= Extracted text =
================================

Cuomo’s scandal rocks world and other commentary

1

From the left: Cuomo’s Scandal Rocks World

Gov. Cuomo didn’t just “wildly mismanage” his state’s COVID response, “while netting himself a lucrative book deal and an Emmy. He did something worse,” explains The Guardian’s David Sirota: “He used his office to help one of his largest political donors shield itself” as “15,000 nursing-home residents died from COVID-19” — and then underreported that death toll. In total, “Cuomo’s political machine received more than $2 million from the Greater New York Hospital Association (GNYHA), its executives and its lobbying firms.” And in April, he pushed through a “provision shielding hospital and nursing-home executives from legal consequences if their corporate decisions killed people during the pandemic.” This month, his top aide, Melissa DeRosa, admitted the administration “not only withheld information about nursing-home deaths, but did so in order to preemptively avoid political and legal consequences.”

Conservative: Exposing Dems’ Anti-Cop Bias

The left’s embrace of people like Dyjuan Tatro, a senior adviser for the Democratic Congressional Campaign Committee, “is evidence of a broader problem with how Democratic leaders talk about law enforcement,” argues Commentary’s Christine Rosen. Tatro has “compared cops to Nazis,” labeled Capitol police “white supremacists” and “unequivocally praised the lawlessness and destruction” of the George Floyd riots. When Minneapolis defunded its police, “the resulting surge in violent crime could not be ignored.” Meanwhile, “President Joe Biden’s administration has shown a willingness to embrace those who promote vitriol directed at law enforcement,” and Democrats have ignored both the nationwide violent crime spike and the ongoing anti-cop protests. Yet if Democrats are serious about “inclusion,” they shouldn’t “elevate people who indiscriminately slander law enforcement as white supremacists and Nazis.”

================================

= Supplied records =

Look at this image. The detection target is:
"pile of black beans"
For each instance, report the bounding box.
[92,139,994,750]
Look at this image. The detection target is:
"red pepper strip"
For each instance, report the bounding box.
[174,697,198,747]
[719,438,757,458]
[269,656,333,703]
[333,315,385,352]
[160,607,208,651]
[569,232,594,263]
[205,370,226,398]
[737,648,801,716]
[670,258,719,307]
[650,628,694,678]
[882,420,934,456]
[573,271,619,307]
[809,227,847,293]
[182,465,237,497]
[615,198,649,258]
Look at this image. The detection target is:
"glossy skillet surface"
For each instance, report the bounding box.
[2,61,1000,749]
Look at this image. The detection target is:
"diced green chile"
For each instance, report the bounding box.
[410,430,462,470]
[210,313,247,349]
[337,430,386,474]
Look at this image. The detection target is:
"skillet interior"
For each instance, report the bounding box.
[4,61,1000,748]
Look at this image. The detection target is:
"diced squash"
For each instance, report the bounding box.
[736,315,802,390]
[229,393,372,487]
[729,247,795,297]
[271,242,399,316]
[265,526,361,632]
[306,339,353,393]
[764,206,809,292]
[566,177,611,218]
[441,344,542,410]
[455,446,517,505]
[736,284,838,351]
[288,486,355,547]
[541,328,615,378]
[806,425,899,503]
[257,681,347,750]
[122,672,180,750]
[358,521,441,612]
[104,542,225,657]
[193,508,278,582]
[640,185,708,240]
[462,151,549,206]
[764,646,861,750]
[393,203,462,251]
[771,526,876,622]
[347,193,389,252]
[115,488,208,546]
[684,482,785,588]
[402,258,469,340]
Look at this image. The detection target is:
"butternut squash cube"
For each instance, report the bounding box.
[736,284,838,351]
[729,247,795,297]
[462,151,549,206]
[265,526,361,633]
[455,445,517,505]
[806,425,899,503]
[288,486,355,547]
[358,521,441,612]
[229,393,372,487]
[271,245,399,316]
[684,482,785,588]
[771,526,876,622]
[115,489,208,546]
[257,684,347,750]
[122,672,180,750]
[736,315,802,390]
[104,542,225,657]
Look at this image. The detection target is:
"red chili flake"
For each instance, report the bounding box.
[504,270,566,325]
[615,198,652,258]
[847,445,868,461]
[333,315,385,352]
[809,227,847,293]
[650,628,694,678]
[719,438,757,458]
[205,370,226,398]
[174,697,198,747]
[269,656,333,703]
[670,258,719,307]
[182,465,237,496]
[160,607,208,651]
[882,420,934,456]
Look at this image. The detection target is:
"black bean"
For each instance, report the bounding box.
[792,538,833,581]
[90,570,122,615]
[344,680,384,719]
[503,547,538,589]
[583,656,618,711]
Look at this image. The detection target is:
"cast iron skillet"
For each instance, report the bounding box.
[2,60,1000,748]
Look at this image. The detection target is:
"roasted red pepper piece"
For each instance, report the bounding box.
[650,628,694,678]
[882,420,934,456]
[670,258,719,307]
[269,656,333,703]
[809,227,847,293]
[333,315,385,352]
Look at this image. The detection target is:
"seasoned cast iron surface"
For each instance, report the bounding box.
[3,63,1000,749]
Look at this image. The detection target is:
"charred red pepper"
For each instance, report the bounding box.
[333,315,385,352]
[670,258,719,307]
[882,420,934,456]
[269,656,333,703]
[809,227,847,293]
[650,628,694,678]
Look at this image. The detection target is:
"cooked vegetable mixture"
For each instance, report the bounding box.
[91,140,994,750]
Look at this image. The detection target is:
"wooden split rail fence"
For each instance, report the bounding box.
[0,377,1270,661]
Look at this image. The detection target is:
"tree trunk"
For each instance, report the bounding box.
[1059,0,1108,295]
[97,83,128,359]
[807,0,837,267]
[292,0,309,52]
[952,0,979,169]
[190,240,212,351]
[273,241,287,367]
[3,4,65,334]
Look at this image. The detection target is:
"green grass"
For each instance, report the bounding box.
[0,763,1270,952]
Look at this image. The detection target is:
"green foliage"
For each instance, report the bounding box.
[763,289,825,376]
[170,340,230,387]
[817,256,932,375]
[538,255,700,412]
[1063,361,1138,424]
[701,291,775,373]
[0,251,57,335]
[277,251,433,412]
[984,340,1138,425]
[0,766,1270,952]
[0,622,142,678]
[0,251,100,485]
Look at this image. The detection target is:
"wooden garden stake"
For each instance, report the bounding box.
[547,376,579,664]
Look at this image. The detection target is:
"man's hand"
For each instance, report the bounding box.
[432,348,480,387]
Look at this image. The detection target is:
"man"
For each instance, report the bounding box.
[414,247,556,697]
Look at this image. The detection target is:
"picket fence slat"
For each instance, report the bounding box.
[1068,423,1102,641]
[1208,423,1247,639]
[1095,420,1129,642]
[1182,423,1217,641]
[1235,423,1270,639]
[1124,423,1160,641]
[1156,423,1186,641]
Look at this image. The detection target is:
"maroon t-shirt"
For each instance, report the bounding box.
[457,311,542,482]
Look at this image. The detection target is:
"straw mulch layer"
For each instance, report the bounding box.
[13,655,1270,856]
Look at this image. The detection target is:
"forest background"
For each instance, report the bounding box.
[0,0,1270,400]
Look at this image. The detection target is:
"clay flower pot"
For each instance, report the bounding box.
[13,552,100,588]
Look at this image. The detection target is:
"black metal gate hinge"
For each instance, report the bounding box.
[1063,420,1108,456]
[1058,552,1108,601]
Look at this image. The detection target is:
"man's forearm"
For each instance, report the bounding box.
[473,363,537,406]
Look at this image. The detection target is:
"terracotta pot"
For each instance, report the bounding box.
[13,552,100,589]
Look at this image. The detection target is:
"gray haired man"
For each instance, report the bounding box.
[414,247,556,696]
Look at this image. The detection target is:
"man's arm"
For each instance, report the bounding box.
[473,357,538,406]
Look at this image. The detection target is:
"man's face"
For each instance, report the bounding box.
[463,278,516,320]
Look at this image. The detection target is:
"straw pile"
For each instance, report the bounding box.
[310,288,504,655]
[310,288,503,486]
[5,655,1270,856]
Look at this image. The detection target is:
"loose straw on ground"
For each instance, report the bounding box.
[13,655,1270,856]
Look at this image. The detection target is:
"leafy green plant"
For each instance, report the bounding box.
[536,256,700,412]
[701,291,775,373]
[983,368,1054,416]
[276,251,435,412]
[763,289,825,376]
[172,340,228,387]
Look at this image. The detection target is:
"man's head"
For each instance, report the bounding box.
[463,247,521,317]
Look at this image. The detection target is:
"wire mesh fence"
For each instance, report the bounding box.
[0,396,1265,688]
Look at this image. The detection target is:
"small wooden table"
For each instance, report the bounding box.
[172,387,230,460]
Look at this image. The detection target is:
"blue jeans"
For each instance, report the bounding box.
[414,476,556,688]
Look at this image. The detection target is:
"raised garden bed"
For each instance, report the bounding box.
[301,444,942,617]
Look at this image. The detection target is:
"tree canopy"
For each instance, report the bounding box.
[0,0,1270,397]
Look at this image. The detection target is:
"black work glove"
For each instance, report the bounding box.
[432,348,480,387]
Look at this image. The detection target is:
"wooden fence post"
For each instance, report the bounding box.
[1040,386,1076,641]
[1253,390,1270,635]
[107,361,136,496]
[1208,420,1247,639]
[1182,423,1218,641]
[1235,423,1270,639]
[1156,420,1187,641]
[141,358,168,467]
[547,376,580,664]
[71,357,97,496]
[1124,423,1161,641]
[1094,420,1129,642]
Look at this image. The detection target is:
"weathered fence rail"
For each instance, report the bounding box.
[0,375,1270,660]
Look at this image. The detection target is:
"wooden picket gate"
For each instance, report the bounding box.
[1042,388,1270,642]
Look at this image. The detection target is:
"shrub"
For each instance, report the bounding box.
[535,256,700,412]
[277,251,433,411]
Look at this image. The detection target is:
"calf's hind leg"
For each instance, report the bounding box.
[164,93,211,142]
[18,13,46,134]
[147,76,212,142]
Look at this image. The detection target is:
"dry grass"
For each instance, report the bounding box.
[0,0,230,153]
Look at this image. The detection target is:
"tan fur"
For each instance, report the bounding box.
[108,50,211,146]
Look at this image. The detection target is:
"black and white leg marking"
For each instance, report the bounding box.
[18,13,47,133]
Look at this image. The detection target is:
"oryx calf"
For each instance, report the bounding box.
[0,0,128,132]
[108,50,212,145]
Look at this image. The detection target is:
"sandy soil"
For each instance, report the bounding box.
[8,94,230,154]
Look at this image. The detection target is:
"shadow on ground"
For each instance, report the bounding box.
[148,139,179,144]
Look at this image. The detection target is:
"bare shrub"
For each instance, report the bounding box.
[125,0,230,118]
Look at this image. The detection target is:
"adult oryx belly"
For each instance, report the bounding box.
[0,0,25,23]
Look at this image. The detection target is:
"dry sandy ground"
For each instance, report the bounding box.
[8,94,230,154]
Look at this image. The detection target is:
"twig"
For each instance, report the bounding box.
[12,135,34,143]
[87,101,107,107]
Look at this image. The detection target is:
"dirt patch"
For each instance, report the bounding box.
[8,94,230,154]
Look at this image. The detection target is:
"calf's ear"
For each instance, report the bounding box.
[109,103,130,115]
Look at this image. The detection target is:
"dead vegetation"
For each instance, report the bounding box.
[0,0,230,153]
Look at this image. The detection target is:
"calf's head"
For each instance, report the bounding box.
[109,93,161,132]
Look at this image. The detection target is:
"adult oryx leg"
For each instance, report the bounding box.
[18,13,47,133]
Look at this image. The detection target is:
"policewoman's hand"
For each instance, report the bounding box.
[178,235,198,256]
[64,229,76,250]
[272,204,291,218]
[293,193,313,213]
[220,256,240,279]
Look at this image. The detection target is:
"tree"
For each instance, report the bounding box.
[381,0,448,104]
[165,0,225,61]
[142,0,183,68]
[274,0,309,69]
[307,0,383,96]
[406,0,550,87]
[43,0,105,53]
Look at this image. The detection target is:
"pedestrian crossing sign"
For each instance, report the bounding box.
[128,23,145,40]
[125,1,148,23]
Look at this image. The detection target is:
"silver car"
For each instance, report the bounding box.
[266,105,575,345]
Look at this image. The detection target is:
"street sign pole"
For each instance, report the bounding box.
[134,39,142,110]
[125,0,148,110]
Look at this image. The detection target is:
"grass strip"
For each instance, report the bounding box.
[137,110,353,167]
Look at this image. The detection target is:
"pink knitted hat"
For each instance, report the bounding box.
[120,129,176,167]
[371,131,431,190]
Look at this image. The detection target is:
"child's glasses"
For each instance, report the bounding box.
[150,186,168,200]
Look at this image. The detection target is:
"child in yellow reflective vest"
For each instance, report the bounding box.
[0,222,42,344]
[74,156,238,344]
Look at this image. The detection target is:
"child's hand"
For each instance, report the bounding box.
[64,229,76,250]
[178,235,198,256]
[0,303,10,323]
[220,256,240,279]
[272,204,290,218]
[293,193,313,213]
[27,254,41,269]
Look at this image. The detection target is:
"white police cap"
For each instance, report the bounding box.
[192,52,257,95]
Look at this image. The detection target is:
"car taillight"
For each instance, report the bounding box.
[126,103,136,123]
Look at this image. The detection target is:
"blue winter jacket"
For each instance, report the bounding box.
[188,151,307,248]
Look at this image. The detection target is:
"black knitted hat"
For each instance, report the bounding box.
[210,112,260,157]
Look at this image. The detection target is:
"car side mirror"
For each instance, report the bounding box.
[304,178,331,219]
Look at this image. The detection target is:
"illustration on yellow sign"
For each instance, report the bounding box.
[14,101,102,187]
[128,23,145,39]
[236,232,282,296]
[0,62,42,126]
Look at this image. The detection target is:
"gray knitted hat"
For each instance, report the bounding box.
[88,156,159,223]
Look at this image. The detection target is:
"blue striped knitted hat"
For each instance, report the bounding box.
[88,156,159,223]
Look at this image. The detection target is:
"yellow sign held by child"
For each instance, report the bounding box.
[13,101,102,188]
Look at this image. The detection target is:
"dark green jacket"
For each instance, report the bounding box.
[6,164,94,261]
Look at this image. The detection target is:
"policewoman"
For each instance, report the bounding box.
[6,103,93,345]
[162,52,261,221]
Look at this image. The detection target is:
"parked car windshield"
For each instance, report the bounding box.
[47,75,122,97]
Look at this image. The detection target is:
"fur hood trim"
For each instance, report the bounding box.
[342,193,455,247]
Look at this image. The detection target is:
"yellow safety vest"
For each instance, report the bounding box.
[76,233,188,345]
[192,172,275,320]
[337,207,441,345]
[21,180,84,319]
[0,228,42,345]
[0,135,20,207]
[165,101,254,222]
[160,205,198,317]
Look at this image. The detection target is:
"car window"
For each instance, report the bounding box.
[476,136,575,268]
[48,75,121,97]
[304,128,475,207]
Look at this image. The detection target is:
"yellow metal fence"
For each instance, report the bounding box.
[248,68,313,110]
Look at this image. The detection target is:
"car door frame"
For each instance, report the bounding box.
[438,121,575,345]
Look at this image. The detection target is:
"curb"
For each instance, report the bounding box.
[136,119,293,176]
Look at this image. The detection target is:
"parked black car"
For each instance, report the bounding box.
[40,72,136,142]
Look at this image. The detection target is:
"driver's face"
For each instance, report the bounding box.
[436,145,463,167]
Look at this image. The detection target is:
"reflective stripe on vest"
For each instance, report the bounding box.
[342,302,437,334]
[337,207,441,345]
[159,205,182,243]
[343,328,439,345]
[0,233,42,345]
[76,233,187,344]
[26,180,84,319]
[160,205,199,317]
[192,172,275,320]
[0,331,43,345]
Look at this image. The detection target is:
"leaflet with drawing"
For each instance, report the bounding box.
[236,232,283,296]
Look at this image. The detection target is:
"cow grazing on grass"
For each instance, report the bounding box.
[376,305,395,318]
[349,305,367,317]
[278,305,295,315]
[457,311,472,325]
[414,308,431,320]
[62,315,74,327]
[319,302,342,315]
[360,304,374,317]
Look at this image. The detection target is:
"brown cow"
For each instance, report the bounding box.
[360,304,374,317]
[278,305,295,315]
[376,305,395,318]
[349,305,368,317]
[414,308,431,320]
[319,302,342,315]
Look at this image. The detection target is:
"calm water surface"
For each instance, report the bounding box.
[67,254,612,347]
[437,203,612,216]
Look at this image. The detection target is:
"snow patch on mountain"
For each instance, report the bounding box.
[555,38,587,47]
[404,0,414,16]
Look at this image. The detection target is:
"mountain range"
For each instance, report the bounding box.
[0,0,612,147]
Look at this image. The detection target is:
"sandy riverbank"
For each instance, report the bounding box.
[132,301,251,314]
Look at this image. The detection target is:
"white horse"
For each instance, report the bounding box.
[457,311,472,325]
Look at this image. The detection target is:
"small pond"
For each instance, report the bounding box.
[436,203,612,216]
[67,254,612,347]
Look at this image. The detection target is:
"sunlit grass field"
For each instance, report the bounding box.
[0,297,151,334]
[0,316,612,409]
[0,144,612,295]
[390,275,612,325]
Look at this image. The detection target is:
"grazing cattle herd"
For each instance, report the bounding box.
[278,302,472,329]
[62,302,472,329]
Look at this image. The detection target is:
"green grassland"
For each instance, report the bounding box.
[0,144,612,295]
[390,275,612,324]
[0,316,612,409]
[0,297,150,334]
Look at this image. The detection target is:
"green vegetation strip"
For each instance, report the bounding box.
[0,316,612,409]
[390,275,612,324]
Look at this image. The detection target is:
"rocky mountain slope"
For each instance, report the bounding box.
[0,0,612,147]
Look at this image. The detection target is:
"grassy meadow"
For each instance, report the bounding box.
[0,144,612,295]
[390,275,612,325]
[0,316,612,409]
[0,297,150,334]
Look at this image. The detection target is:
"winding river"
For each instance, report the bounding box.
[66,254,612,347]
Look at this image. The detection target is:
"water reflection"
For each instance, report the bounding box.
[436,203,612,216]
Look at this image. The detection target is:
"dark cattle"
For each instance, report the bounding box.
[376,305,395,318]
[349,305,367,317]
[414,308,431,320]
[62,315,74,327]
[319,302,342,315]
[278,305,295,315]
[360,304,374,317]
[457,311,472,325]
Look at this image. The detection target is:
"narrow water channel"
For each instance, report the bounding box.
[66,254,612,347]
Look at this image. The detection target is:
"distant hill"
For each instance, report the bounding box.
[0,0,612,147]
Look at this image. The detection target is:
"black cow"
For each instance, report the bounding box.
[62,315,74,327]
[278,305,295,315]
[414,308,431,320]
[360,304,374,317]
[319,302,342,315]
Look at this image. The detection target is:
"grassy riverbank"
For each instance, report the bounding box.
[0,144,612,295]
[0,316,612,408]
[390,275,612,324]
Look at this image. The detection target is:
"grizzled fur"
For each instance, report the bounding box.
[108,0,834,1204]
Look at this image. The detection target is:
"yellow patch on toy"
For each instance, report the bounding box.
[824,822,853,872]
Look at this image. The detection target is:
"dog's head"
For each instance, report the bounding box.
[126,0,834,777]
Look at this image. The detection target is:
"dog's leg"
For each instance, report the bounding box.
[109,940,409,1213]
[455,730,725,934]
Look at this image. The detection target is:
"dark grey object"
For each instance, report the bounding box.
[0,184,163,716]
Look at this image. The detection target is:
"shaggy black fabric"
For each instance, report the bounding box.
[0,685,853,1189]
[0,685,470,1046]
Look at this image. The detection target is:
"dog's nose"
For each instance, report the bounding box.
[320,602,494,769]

================================

= Task brief =
Continue the commentary roundup that opens with Cuomo's scandal, starting right after its final sentence.

= Result of the exercise =
Culture critic: Scorsese’s Cinema Blind Spot

Filmmaker Martin Scorsese complains a lot “about the state of cinema,” but “the source of his dyspepsia” is that “he isn’t 17 anymore,” National Review’s Kyle Smith contends. Scorsese fondly remembers movies of his teens, but “an error nostalgists often make is to be blinded to how much things have stayed the same.” Scorsese warns that “streaming services are treating cinema as ‘mere property to be exploited,’ ” yet he might rejoice “at the innovations that have opened up the film vaults.” Cinema “is far more accessible to the average person today,” and if Scorsese can’t see that, it’s because “he faces the same danger as any other 78-year-old of becoming . . . overly attached to the past and resistant to change.”

Women’s rights champ: PRO Act’s Threat

The pandemic eroded women’s gains in the labor force, and now “a new pro-labor bill threatens women’s advancement further,” warns Patrice Onwuka at Real Clear Politics. The bill, called the Protect the Right to Organize Act, restricts independent contracting, even though such arrangements are vital to women, allowing them to earn money and “advance their careers while balancing competing priorities of child care, virtual learning or caring for aging parents.” A 2018 survey shows “flexibility is important to 94 percent of working women in the gig economy.” Women who can’t work “in these flexible arrangements” will leave the workforce. “If Congress supports women’s progress and equality, it will oppose the PRO Act.”

Energy desk: A Return to Common Sense

The “cold front spreading suffering and inconvenience” through Texas ensures that the debate over energy and climate policy “is going to be a mean one,” predicts William Murchison at Spectator USA. For one thing, underlying the question of whether the US energy market suffers from “too much regulation” is “the strategic question of what we should be doing about climate change” in the first place. But if Texas proves that “there’s too little energy available to keep America safe from the ravages of winter and summer,” the obvious solution is “more energy.” Americans once knew that “when you need more of something, you go out and get it.” Recent events in Texas can do much to restore “common sense of the generous old kind.”